Wednesday, July 30, 2008

stuck like glue...

why is it when a girl gets with a guy... she stuck on him like glue...
forgets about her friends... her obligations... her normal life...
and sticks with him even tho all the warning signs are there... that they will not last, that he is not good?

i know so many of my friends that have been like this... and I can even say that I have too....
but why?

is it that as a woman we need to have someoen there to make us feel complete?
is it that we need to have someone there to love?
is it that we just dont think we deserve better?

why are we willing to give up so much and get nothing in return?

Tuesday, July 15, 2008

Karma

Ok...
I have heard of the whole karma thing.. and what goes around comes around... and I am definetely living proof of that... but how long do i have to pay for my past mistakes???

With my ex husband is when i made most if not all of my huge mistakes...
I cheated on him, i lied to him, and I hurt him severely...
And for the past 3 years... I feel like I am paying for all of those mistakes.

In my last relationship with my daughters father... I was miserable for most of it... (and for some stupid reason... he was my first real true love-stupid i know)...
He would do so many of the things that I did to my ex husband... like make me beg for sex... I rarely ever wanted to have sex when I was with my ex husband... and so we did once in a while... maybe once a week or a little bit more... and it was to please him... With my daughters father... it was about the same... only it was always me initiating having sex with him... me begging him for it... and then I only got it maybe once a week... if i was lucky...
and that is just one example...

so now i am wondering... if everything that i do... going to come back to haunt me... will i always get my ass kicked by karma? because even till this day... i feel like i still am... I still see things that i did to him (the sneekiness, the lying, the makin excuses for things)...
and i know i was a bitch to my ex-husband... and i regret the way i did him and how much i hurt him... but should i have to pay for the rest of my life for those mistakes??

screwiing it up

Ok.. so my boy finally asked me to be his girl friend... and everything was great... then i dunno what happen with me...
I have become so freaking insecure you wouldnt belive... and i am not really sure why.
Over the weekend my boyfriend left his old phone at my house... and i decided to play with it some... and i ended up reading a lot of his old text messages that he sent his ex's before me and him were official... or hell ever really dating dating... but it still upset me a lil bit. and i know it shouldnt have cuz i had sent similar messages to my ex too... so i told him how i felt and we talked about it and we were good..
well last nite we were sitting there and he was listening to a song on his new phone that he just downloaded... and it was a song that he said messaged his ex that it reminded him of her...
should have i gotten upset? it really hurt me. eventually i told him that it was bothering me (after like 20 min of him asking me what was wrong)... and he said that he liked the song before her.. and it was just something that one part reminded him of her at one time.. but it was still his favorite song regardless...

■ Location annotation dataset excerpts
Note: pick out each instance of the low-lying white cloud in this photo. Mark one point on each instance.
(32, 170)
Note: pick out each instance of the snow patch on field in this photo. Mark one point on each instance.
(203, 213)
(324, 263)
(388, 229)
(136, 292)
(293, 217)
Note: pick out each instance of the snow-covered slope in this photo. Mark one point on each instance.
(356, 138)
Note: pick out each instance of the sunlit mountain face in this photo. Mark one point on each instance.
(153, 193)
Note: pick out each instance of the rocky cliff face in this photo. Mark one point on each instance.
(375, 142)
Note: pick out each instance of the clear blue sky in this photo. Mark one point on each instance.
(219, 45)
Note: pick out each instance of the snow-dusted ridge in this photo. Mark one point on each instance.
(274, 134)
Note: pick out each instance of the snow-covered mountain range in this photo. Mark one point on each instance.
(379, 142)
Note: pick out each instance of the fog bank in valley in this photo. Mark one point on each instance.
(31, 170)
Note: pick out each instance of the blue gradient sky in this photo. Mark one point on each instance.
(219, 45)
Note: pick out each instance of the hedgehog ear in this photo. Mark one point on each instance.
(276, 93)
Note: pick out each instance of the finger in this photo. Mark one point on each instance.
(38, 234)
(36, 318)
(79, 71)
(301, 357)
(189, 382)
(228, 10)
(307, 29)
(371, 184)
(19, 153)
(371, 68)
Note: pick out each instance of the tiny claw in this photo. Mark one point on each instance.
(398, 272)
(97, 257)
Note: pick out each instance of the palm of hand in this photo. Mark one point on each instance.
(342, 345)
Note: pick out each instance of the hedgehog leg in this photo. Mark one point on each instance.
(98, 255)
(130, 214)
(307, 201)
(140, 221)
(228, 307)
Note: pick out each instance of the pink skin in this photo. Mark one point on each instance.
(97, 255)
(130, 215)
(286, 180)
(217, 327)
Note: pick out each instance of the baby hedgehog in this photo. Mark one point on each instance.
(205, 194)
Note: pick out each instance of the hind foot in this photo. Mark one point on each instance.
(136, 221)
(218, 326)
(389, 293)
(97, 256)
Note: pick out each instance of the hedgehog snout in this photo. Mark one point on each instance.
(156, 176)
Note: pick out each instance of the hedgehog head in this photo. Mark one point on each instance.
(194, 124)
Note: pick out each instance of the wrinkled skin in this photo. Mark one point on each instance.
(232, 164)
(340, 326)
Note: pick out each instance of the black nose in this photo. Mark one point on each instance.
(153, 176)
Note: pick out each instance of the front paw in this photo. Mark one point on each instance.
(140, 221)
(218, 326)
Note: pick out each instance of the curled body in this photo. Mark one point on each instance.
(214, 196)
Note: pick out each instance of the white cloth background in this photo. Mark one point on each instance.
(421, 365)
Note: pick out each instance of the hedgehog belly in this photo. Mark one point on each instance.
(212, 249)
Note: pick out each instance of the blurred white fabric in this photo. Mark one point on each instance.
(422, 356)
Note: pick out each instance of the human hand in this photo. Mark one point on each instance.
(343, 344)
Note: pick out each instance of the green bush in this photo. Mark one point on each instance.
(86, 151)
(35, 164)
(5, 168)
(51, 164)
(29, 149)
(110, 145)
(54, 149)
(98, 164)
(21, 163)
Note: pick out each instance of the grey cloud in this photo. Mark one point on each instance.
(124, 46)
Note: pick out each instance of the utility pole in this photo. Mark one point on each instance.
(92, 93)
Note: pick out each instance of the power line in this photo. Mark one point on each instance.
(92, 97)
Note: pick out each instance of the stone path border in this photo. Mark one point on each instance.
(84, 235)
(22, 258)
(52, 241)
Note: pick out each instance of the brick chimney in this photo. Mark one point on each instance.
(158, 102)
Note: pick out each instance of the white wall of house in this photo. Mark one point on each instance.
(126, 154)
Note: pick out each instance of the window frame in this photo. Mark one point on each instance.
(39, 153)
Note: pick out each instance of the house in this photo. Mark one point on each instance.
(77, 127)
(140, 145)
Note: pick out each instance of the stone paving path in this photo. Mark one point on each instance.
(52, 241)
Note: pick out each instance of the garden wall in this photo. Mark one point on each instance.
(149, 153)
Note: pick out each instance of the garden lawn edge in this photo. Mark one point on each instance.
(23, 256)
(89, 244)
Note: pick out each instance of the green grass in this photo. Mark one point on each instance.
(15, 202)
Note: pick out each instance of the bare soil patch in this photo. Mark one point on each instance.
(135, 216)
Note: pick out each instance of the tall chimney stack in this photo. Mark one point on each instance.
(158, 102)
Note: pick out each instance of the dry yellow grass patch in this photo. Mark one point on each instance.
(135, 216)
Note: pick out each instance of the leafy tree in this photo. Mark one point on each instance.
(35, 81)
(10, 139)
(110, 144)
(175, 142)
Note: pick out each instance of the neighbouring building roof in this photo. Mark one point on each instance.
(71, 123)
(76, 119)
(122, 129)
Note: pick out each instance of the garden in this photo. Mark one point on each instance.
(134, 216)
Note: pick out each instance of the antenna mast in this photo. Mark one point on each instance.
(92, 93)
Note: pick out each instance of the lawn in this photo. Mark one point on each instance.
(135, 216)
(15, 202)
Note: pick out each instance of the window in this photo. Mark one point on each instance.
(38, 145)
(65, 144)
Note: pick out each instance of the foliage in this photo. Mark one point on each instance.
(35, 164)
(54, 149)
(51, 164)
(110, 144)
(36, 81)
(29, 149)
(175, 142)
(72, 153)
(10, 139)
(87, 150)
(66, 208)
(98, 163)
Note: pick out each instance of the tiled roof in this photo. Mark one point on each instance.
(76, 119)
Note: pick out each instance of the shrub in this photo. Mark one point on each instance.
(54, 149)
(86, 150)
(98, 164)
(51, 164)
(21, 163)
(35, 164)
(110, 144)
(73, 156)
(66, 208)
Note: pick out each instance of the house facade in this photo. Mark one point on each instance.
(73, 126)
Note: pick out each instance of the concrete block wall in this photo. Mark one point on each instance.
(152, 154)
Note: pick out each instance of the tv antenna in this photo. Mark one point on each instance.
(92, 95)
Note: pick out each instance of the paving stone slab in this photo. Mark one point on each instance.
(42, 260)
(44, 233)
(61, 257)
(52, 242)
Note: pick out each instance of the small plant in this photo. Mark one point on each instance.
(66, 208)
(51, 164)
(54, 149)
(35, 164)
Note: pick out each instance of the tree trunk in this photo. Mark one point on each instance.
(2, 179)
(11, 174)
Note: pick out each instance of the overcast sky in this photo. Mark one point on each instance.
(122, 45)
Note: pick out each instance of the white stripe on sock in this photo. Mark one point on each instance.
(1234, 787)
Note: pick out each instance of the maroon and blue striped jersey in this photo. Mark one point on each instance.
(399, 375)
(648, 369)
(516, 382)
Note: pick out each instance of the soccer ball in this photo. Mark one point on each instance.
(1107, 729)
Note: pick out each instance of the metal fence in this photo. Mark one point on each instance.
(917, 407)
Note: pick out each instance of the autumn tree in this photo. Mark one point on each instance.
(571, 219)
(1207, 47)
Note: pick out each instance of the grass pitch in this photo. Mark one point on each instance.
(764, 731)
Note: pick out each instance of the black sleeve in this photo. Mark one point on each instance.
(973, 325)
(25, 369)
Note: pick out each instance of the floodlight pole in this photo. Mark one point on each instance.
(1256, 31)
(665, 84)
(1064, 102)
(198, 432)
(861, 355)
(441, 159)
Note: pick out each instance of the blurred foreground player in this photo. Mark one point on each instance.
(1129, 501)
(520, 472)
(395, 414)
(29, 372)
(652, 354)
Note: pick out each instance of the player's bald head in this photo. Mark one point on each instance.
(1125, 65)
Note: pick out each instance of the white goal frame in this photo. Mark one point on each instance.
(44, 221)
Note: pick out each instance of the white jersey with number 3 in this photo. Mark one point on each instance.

■ WRITTEN INSTRUCTION
Reproduce the blog posts word for word, beginning with "Tuesday, July 15, 2008" and stopping after "my past mistakes???".

■ ANSWER TO THE TASK
Tuesday, July 15, 2008

Karma

Ok...
I have heard of the whole karma thing.. and what goes around comes around... and I am definetely living proof of that... but how long do i have to pay for my past mistakes???